* **Exercise goal**
Go through the data below and report how many lines contain "beard"; the reply holds only that number.

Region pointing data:
Segment Open

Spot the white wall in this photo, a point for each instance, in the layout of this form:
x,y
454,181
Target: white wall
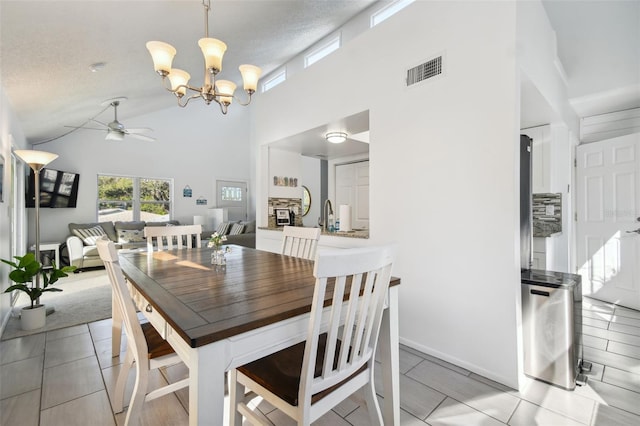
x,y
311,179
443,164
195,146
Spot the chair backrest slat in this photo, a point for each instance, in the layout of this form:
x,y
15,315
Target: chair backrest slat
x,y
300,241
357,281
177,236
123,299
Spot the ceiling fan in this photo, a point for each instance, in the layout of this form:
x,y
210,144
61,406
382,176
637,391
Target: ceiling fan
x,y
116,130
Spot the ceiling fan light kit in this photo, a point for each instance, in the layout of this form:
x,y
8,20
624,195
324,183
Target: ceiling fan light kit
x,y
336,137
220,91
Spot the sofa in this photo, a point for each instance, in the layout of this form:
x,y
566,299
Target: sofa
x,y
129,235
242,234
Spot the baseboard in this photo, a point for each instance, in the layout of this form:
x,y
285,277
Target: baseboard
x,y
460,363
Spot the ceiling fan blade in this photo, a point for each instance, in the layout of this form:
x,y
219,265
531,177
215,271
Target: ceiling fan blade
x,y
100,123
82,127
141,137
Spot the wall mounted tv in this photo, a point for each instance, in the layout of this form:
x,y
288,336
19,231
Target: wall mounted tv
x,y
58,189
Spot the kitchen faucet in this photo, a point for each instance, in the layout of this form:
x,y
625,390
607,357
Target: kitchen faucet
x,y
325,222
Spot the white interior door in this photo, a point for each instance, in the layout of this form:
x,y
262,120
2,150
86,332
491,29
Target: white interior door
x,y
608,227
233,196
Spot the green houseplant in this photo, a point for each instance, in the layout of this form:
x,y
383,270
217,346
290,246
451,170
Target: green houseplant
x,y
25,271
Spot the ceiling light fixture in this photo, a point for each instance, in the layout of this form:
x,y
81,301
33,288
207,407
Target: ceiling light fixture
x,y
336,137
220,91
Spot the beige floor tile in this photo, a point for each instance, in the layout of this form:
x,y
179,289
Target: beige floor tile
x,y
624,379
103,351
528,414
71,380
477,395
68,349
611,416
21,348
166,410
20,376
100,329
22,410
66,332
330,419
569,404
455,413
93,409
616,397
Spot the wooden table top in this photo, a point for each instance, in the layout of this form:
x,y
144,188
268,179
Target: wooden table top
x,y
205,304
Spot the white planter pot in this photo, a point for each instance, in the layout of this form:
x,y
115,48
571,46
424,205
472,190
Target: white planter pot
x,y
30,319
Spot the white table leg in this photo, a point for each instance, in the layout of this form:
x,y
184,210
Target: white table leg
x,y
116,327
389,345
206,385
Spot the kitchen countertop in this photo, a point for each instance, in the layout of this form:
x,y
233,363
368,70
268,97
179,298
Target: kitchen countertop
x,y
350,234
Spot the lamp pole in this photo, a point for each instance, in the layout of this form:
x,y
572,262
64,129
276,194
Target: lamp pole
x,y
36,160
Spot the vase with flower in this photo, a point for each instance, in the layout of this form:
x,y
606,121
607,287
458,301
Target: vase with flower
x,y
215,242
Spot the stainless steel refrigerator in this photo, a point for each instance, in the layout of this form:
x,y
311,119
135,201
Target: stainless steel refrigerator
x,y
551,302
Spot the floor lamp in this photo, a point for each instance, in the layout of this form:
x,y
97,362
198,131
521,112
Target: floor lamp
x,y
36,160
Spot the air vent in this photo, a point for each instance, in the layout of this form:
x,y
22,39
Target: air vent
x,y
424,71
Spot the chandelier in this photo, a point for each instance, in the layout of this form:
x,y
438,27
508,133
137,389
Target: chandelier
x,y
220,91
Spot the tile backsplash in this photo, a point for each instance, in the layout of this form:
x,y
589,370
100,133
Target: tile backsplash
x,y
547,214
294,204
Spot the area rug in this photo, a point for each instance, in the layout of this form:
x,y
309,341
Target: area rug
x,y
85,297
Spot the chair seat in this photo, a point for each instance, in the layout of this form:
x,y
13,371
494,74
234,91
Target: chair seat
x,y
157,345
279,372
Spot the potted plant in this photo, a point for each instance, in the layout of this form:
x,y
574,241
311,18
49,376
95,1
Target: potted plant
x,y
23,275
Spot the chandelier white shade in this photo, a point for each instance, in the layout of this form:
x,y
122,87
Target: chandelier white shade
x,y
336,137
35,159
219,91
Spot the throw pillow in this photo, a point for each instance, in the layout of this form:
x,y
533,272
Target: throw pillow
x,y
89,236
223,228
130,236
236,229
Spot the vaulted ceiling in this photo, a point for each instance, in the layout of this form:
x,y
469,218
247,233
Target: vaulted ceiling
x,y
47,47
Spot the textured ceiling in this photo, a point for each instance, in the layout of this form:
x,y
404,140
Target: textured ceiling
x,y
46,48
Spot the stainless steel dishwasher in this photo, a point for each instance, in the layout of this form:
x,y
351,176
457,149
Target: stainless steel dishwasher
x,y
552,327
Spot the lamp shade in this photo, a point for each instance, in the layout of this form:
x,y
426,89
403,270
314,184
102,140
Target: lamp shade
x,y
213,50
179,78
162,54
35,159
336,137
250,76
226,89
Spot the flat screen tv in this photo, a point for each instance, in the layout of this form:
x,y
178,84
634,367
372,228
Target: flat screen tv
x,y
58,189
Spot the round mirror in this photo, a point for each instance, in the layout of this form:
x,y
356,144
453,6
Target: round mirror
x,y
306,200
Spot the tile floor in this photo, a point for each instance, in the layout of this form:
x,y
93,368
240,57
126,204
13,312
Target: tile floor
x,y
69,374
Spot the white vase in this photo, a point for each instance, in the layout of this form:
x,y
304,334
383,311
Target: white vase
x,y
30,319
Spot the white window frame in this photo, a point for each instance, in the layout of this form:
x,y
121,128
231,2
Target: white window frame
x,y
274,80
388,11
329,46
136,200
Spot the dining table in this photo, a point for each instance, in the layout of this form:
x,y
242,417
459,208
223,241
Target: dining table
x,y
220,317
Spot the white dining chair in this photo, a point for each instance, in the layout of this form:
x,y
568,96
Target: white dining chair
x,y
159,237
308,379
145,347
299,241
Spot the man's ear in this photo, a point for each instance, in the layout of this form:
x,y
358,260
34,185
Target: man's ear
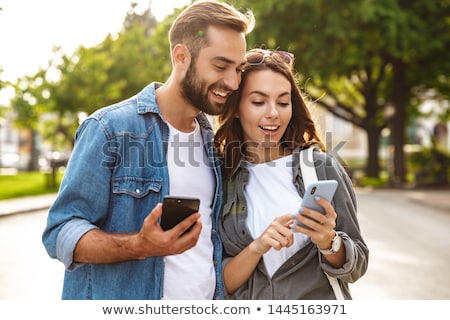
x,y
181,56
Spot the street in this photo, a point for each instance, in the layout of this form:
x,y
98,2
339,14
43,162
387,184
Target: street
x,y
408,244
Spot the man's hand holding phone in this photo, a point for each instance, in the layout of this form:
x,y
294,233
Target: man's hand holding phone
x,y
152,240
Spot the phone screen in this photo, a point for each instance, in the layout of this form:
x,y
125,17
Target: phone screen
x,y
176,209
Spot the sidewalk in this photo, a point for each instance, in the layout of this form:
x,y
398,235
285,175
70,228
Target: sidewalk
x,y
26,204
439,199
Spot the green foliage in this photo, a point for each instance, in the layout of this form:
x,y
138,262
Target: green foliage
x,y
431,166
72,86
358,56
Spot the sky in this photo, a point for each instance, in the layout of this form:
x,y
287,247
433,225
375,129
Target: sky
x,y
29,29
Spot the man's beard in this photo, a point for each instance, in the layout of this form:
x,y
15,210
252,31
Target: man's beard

Segment Closed

* **Solution to the exercise**
2